## begin
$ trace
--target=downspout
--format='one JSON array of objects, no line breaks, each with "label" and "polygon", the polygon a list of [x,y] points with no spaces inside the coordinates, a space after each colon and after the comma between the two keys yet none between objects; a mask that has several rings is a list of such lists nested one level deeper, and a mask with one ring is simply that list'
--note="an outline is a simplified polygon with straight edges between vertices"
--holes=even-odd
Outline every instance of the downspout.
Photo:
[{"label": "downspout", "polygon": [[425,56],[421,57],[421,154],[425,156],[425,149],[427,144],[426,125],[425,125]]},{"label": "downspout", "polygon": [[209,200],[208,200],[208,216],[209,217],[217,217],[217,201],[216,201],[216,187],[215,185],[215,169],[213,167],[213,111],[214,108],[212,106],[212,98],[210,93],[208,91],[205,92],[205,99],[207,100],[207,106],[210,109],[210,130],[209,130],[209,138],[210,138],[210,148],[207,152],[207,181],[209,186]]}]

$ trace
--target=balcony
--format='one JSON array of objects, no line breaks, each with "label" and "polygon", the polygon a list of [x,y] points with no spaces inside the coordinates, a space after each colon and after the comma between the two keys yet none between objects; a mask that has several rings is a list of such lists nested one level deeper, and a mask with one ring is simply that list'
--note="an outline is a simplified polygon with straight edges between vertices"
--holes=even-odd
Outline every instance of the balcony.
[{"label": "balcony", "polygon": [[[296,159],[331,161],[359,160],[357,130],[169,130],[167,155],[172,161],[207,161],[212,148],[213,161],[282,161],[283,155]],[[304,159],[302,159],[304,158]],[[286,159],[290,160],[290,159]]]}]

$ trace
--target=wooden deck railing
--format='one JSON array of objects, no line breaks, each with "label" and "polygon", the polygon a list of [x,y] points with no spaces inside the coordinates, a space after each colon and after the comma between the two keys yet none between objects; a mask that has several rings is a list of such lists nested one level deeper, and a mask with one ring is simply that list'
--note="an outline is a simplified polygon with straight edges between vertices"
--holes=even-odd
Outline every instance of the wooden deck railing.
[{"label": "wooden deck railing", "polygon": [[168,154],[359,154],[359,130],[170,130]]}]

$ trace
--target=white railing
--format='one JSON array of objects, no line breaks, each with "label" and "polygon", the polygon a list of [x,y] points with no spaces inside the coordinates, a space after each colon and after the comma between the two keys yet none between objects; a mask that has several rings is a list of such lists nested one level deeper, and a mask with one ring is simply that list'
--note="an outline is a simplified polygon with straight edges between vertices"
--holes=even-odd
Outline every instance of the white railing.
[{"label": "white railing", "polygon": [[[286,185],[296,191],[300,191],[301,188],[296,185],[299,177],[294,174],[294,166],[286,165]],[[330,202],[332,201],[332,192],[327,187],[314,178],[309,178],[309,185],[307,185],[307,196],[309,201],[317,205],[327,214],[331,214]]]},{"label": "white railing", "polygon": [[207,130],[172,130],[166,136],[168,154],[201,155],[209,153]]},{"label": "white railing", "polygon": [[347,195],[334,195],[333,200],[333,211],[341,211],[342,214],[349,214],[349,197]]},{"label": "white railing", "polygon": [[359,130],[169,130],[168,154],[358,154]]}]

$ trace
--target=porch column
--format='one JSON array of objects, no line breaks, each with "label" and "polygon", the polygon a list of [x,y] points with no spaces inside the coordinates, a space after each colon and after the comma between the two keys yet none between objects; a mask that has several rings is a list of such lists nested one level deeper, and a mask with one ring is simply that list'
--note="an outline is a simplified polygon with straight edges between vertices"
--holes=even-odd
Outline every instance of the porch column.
## end
-- The problem --
Copy all data exactly, start to finish.

-- Solution for this exercise --
$ trace
--target=downspout
--format='one JSON array of objects, no line breaks, each with "label" and "polygon", the polygon a list of [x,y] points with no spaces inside the coordinates, a space after each colon and after the comma between the two keys yet none between objects; a mask that has several rings is a list of such lists nested one level deeper, and a mask with one ring is simply that list'
--note="an outline is a simplified polygon with straight edges between vertices"
--holes=even-odd
Outline every instance of the downspout.
Photo:
[{"label": "downspout", "polygon": [[425,56],[421,57],[421,154],[425,156],[425,149],[427,144],[426,125],[425,125]]},{"label": "downspout", "polygon": [[209,200],[208,200],[208,216],[209,217],[217,217],[217,201],[216,201],[216,187],[215,185],[215,169],[213,167],[213,111],[214,108],[212,106],[212,98],[210,93],[208,91],[205,92],[205,99],[207,100],[207,106],[210,109],[210,130],[209,130],[209,138],[210,138],[210,148],[207,152],[207,181],[209,186]]}]

$ trace
--target=balcony
--format='one JSON array of objects, no line breaks, each with "label" and "polygon", the polygon a list of [x,y] points with no spaces inside the coordinates, a space after each colon and after the comma between the two keys yet none between objects; a mask that has several rings is a list of such lists nested one level deeper, and a mask with one ring is simply that list'
--note="an outline is a simplified polygon with straight edges between vertices"
--holes=even-odd
Outline every instance of the balcony.
[{"label": "balcony", "polygon": [[[296,159],[331,161],[359,160],[357,130],[169,130],[167,155],[172,161],[207,161],[212,148],[213,161],[282,161],[283,155]],[[304,159],[302,159],[304,158]],[[286,159],[290,160],[290,159]]]}]

$ trace
--target=wooden deck railing
--format='one JSON array of objects, no line breaks, each with "label" and "polygon", the polygon a list of [x,y] points with no spaces inside the coordinates, a space after each colon and after the comma between the two keys yet none between objects; a mask that has several rings is a list of such lists nested one level deeper, and a mask with one ring is simply that list'
--note="an outline is a simplified polygon with straight edges between vertices"
--holes=even-odd
Outline every instance of the wooden deck railing.
[{"label": "wooden deck railing", "polygon": [[168,154],[359,154],[359,130],[170,130]]}]

$ trace
--target=white railing
--format='one JSON array of objects, no line breaks, each with "label" and "polygon", the polygon a list of [x,y] points with no spaces inside the coordinates, a space after each colon and after the comma between the two keys yet none between objects; a mask that has several rings is a list of such lists nested one level deeper, and a mask with one ring is simply that list'
--note="an outline is a simplified polygon with straight edges between vertices"
--holes=even-odd
Outline every instance of the white railing.
[{"label": "white railing", "polygon": [[[286,185],[296,191],[300,191],[301,188],[296,185],[299,177],[294,174],[294,166],[286,165]],[[330,202],[332,201],[332,192],[327,187],[314,178],[309,178],[309,185],[307,185],[307,196],[309,201],[317,205],[327,214],[331,214]]]},{"label": "white railing", "polygon": [[207,130],[172,130],[166,136],[168,154],[201,155],[209,153]]},{"label": "white railing", "polygon": [[347,195],[334,195],[333,200],[333,211],[341,211],[342,214],[349,214],[349,197]]},{"label": "white railing", "polygon": [[359,130],[169,130],[168,154],[358,154]]}]

$ trace
--target=porch column
--format='one JSON array of objects, no line breaks, each with "label" and "polygon", the polygon a list of [x,y] points with no spaces inside the coordinates, a space after each colon and after the comma between the two keys yet none between objects; a mask that has several rings is a list of such lists nested one level deeper, and a mask with one ring is simply that list'
--note="an outline is a simplified polygon with straight edges between vertices"
--holes=even-odd
Outline every instance of the porch column.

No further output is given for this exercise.